ABOUT THIS TASK: All of the records must come back exactly. Please repeat them in full.

SUPPLIED MATERIAL:
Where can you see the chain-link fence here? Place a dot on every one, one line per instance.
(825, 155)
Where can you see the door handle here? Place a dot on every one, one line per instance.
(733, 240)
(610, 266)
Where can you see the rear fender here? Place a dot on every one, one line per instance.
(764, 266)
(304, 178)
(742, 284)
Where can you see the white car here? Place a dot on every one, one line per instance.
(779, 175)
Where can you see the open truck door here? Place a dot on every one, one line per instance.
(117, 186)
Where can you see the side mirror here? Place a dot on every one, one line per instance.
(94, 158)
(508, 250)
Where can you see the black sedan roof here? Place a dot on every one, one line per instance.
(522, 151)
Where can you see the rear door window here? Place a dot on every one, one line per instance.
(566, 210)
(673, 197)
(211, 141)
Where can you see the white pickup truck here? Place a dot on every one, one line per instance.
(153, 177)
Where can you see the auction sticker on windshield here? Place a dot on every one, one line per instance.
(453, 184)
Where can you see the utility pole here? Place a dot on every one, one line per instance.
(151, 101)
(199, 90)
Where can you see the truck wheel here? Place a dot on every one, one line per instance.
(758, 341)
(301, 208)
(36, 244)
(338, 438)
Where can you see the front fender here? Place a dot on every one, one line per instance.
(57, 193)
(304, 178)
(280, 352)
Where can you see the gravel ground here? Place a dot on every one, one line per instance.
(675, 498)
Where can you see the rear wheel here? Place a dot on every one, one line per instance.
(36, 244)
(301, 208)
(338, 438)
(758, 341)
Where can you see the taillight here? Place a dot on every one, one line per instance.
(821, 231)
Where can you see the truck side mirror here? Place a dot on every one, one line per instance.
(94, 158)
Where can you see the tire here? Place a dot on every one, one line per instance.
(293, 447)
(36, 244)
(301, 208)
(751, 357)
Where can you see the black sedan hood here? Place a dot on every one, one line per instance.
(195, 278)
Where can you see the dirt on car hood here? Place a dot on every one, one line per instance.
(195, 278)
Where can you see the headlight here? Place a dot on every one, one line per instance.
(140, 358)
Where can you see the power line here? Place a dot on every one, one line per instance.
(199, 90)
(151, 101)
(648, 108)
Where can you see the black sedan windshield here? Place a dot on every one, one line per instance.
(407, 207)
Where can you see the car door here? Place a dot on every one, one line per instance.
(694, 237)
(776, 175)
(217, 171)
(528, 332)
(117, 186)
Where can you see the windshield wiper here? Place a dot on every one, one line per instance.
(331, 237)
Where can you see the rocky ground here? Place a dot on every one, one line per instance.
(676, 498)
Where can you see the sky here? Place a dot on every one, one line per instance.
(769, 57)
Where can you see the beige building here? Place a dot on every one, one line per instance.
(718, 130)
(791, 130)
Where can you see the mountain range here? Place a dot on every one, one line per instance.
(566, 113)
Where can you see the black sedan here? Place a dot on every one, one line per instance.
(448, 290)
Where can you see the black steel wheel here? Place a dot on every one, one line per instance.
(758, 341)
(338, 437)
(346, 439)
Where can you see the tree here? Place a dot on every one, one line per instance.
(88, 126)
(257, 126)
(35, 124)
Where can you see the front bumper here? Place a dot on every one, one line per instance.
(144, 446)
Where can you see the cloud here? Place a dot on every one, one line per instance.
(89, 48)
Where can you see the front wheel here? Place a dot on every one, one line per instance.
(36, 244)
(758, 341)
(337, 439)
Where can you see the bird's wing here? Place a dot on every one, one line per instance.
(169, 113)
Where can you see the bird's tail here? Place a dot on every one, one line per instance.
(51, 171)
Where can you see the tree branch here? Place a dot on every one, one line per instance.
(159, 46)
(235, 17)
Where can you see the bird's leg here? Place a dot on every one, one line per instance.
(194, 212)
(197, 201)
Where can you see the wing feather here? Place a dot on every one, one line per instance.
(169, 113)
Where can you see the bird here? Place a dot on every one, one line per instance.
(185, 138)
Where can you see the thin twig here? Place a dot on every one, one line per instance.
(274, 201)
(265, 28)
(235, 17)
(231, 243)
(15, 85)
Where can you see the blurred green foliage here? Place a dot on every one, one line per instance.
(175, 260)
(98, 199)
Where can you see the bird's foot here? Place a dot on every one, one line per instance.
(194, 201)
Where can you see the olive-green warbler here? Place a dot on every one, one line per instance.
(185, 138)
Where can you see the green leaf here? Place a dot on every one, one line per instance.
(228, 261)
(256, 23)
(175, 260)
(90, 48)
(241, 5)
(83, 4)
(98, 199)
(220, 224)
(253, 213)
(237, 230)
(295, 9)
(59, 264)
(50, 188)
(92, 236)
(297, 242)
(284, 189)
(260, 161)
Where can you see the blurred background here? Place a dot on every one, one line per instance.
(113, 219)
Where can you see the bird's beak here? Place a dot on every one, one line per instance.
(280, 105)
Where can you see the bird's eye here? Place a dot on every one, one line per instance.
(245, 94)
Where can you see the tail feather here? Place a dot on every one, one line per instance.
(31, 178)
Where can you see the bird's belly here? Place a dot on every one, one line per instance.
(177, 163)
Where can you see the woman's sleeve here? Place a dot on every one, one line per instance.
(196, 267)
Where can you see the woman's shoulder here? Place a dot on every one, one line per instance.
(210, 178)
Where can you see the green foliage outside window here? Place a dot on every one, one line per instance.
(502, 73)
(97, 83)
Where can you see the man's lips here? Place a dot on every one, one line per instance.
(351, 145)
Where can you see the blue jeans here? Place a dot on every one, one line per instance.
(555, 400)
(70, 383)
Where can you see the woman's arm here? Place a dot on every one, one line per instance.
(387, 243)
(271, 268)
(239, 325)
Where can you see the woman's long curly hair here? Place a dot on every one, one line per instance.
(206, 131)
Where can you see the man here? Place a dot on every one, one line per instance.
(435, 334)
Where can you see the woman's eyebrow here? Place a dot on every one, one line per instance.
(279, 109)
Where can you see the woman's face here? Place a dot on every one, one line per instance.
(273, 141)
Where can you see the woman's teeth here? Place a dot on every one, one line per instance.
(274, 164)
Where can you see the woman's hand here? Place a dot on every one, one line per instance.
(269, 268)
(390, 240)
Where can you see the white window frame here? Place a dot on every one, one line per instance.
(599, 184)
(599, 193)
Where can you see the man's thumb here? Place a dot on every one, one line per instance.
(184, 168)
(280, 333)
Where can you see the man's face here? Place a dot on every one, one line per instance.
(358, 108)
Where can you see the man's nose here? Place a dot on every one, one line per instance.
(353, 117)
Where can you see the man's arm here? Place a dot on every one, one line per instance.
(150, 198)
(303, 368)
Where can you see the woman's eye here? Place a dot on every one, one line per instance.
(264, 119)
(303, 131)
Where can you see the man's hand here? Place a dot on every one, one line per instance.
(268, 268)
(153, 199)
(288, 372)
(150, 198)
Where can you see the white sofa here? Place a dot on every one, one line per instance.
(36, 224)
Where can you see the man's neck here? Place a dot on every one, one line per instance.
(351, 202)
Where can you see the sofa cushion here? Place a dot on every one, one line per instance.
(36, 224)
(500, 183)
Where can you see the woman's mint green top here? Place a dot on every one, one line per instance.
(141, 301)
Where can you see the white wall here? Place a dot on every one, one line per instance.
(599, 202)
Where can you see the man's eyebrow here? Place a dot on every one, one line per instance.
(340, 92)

EXERCISE ANSWER:
Where can you see the chain-link fence here? Place a dot on every one, one line per instance.
(825, 155)
Where can you see the door handle here? Place a dot on every one, one line per instance.
(733, 240)
(610, 266)
Where can you see the rear fender here? Place a dot on every one, one line per instance.
(764, 266)
(304, 178)
(742, 284)
Where can you see the white car here? Place a dot on every one, one line per instance.
(779, 175)
Where can you see the open truck door here? Place a dot on every one, one line per instance.
(117, 186)
Where can you see the side mirror here? Place a dot on every one, one line per instance.
(94, 158)
(508, 250)
Where can you see the black sedan roof here? Place a dot on every one, one line per instance.
(522, 151)
Where can you see the rear door window here? Place a dot on every one, one line per instance.
(566, 210)
(673, 197)
(211, 141)
Where can you see the white pickup truck here? Place a dot on every one, one line per instance.
(153, 177)
Where can you see the auction sticker on windshield here? Place a dot on every one, one line per instance.
(453, 184)
Where can you see the utility pole here? Place a dot on every one, one line per instance.
(151, 101)
(199, 90)
Where can you see the truck wheel here? Place a dot on every one, one line per instance.
(758, 341)
(301, 208)
(36, 244)
(338, 438)
Where can you see the front fender here? Place a dot on every one, one line per instance.
(57, 193)
(304, 178)
(280, 352)
Where can you see the gravel ground here? Place a dot on every one, one line per instance.
(675, 498)
Where can you see the rear wheel here? Place a dot on every one, one line per instance.
(36, 244)
(301, 208)
(338, 438)
(758, 341)
Where can you see the taillight here? Place a dot on every one, one line per instance.
(821, 231)
Where can you see the truck side mirror here? Place a dot on every one, one line per instance.
(94, 158)
Where can you see the tire here? Place a dot on every one, one line per instance.
(293, 447)
(36, 244)
(301, 208)
(751, 357)
Where can you see the black sedan hood here? Place a dot on every one, one line per instance.
(195, 278)
Where can you see the dirt on car hood here? Place a dot on every one, one line per instance.
(195, 278)
Where can you see the headlight here? Place a dot on every one, one line per instance.
(140, 358)
Where can you see the power line here? Place a dot on every one, one line per instance.
(199, 90)
(151, 101)
(648, 108)
Where can you see the black sedan windshield here? Place a dot on every one, one line per instance.
(407, 207)
Where can you see the car door here? Place a dot on every one, one line per instance.
(694, 237)
(776, 175)
(217, 171)
(528, 332)
(117, 186)
Where can you see the windshield wiper here? Place a dot on every one, one line per instance.
(331, 237)
Where can you see the rocky ground here? Place a dot on every one, one line per instance.
(676, 498)
Where can you see the sky here? Place a dot on every one, one line per instance.
(769, 57)
Where can you see the beige building here? Place a dot on every one, one line per instance.
(718, 130)
(791, 130)
Where can you see the mountain range here? Place a dot on every one, one line per instance.
(566, 113)
Where can you see the black sedan here? Place a dot on every one, one line per instance.
(448, 290)
Where can you see the black steel wheel here? Place a dot on every one, one line per instance.
(758, 341)
(338, 437)
(346, 439)
Where can you see the tree here? Place a dot on every one, one line per instance.
(88, 126)
(257, 126)
(35, 124)
Where can you see the front bumper here? Place a dot on every one, one line per instance.
(144, 446)
Where can you see the cloud here? Place a dot on every one, one line per instance.
(89, 48)
Where can you see the front wheel here? Place a dot on every one, one line per instance.
(36, 244)
(758, 341)
(337, 439)
Where can you see the bird's wing here? Place a dot on every one, one line per instance.
(169, 113)
Where can you see the bird's tail here? Place a dot on every one, one line per instance.
(51, 171)
Where can you see the tree branch here? Place a dot on every one, one line per instance.
(159, 46)
(235, 17)
Where can you see the bird's leg here? Place a dot on every one, one line per instance.
(194, 212)
(197, 201)
Where can you see the wing feather here? Place a dot on every one, one line per instance.
(169, 113)
Where can you see the bird here? Place a dot on every one, one line per instance.
(185, 138)
Where can you see the thin twig here? Place a dot on every one, one line per instance.
(274, 201)
(265, 28)
(235, 17)
(231, 243)
(15, 85)
Where can you see the blurred green foliage here? Place a dot on every one, one line per instance.
(175, 260)
(98, 199)
Where can you see the bird's foot here? Place a dot on every one, one line per instance.
(194, 201)
Where can you see the olive-green warbler here? Place a dot on every one, one line per instance.
(185, 138)
Where can you see the green leaf here? Place a dot on every one, one line per instance.
(228, 261)
(256, 23)
(175, 260)
(90, 48)
(241, 5)
(83, 4)
(98, 199)
(220, 224)
(253, 213)
(237, 230)
(295, 9)
(59, 264)
(50, 188)
(92, 236)
(297, 242)
(284, 189)
(260, 161)
Where can you see the blurred background here? Place a dot on every one, one line per instance.
(113, 219)
Where can you see the bird's beak here? Place a dot on every one, one line per instance.
(280, 105)
Where can you see the bird's eye here? Place a dot on every one, one line per instance.
(245, 94)
Where can you see the tail feather here? Place a dot on every one, one line per instance.
(31, 178)
Where can you see the bird's belly here? Place a dot on every one, one line per instance.
(177, 163)
Where can you see the woman's sleeve here? Place a dot on every one, one line per instance.
(196, 267)
Where can you see the woman's shoulder here? Place a dot on every one, one line per instance.
(210, 178)
Where can you see the green foliage outside window here? Place a dot on every one, one line per instance.
(502, 73)
(97, 83)
Where can you see the man's lips here? Place a dot on every one, one line per instance.
(351, 145)
Where can you see the blue jeans here? Place a dot on every one, one line per instance.
(555, 400)
(70, 383)
Where can you see the woman's arm here? Place a dot on every one, one line per instance.
(387, 243)
(271, 268)
(239, 325)
Where can you see the woman's long curly hair here? Place a dot on every one, one line per instance.
(206, 131)
Where can you see the man here? Place a dot on every one, one line per instance.
(435, 334)
Where can you see the woman's eyebrow here? Place a dot on every one, one line per instance.
(279, 109)
Where can you see the woman's face here? Place a dot on every one, one line per instance.
(273, 141)
Where can you see the woman's teeth here? Place a dot on every one, one line per instance.
(274, 164)
Where can you see the woman's hand here? Place a dot on every one, one line per instance.
(269, 268)
(390, 240)
Where can you see the white window frame here? Place a dot on every one, one line per instance.
(599, 184)
(599, 193)
Where can you see the man's thumb here? Place a dot on every one, one line per instance.
(184, 168)
(280, 333)
Where can you see the man's face here? Place a dot on every one, one line per instance.
(358, 108)
Where can you see the man's nose here? Place a dot on every one, one line per instance.
(353, 117)
Where can you see the man's arm here? Place a dot on every one, one line per instance.
(150, 198)
(303, 368)
Where can you see the woman's eye here? Place a dot on every one, one line per instance.
(264, 119)
(303, 131)
Where can you see the man's hand here? Place a dot on every one, one line per instance.
(268, 268)
(153, 199)
(288, 372)
(150, 198)
Where can you see the white sofa here? Place a dot on every one, one line per instance.
(36, 224)
Where can you see the man's neck here? Place a dot on every one, one line per instance.
(351, 202)
Where can you see the sofa cushion here? Place a dot on every one, one line per instance.
(36, 224)
(500, 183)
Where can you see the woman's mint green top here? Place a dot on every one, one line per instance.
(141, 301)
Where can you see the white wall here? Place a dot on every one, one line per instance.
(599, 202)
Where can you see the man's eyebrow here? Place a dot on every one, one line per instance.
(340, 92)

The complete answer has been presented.